■ **Written problem**: Find every line in the rows below that contains the string "ship", and copy each of those lines in full.

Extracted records
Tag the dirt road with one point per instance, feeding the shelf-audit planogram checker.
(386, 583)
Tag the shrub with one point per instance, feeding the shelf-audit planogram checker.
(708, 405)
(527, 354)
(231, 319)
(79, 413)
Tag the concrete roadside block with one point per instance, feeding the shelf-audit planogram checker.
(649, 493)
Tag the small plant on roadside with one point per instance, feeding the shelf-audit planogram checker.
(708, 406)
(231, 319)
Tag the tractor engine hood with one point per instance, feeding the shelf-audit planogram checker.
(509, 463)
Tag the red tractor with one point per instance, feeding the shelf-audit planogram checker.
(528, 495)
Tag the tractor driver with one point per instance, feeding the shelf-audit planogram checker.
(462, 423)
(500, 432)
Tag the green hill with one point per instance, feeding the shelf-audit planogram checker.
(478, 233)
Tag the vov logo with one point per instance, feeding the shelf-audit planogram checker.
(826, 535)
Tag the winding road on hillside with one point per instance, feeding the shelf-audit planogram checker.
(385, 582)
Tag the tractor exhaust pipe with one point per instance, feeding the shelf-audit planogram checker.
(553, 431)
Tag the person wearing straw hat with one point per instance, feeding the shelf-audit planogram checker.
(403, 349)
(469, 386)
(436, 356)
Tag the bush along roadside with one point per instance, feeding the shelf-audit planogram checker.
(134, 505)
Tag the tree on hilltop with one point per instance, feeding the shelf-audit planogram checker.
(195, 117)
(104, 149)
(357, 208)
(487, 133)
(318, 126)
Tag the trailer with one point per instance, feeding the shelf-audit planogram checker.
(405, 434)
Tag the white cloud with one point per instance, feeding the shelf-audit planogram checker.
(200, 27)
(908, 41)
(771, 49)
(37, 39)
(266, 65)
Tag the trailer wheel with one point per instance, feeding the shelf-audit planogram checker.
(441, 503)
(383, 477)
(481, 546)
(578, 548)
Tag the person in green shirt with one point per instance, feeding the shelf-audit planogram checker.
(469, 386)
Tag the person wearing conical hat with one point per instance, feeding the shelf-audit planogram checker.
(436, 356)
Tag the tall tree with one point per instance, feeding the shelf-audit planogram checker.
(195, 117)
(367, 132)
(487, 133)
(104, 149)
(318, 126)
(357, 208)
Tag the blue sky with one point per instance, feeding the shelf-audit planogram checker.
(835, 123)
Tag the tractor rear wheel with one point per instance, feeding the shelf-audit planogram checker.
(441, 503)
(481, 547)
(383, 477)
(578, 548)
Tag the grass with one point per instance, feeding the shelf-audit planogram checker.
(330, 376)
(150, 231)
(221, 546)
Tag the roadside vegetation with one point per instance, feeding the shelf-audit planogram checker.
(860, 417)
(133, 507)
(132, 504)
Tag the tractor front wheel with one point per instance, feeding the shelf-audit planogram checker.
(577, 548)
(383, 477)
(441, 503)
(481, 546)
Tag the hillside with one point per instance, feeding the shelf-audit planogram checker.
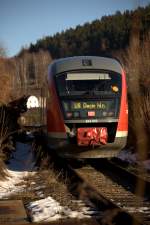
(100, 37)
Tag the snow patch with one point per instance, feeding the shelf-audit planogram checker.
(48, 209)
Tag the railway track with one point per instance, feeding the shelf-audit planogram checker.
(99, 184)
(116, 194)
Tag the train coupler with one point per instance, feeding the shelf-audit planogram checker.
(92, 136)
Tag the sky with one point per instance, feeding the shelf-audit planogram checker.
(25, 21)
==
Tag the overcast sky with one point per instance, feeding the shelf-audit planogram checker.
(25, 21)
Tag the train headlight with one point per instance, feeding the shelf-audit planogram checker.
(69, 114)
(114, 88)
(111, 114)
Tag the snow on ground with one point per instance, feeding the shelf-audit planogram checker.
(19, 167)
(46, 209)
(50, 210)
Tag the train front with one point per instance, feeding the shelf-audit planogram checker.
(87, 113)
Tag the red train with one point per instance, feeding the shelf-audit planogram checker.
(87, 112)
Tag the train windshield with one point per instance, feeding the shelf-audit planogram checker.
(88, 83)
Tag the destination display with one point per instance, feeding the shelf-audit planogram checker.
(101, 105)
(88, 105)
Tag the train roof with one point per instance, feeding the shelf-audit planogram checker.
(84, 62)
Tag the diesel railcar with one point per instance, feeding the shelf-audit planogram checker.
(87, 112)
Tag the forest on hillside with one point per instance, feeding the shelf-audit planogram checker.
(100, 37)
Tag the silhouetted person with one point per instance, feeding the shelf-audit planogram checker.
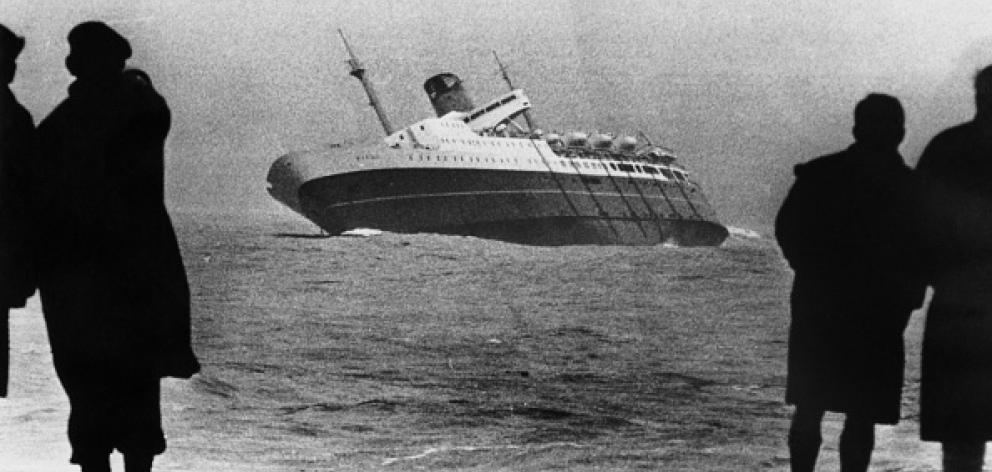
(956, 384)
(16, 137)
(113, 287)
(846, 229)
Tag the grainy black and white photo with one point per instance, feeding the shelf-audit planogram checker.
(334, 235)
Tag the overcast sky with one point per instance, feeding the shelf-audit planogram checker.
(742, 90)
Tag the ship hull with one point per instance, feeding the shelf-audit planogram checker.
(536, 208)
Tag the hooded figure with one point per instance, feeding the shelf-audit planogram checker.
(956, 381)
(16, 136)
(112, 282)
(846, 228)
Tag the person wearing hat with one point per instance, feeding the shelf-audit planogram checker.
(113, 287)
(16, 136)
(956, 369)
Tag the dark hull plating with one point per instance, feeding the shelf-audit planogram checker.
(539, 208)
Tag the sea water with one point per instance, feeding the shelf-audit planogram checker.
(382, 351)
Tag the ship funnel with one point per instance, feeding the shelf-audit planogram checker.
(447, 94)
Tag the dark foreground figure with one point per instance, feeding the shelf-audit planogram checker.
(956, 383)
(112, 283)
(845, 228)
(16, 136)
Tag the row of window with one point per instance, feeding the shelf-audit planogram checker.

■ **Correct response**:
Tag the ship hull with one point per instance, feeding the shelf-audit planogram checker.
Tag the ship funnel with one point per instance, feeding the shelf-audit planogram checker.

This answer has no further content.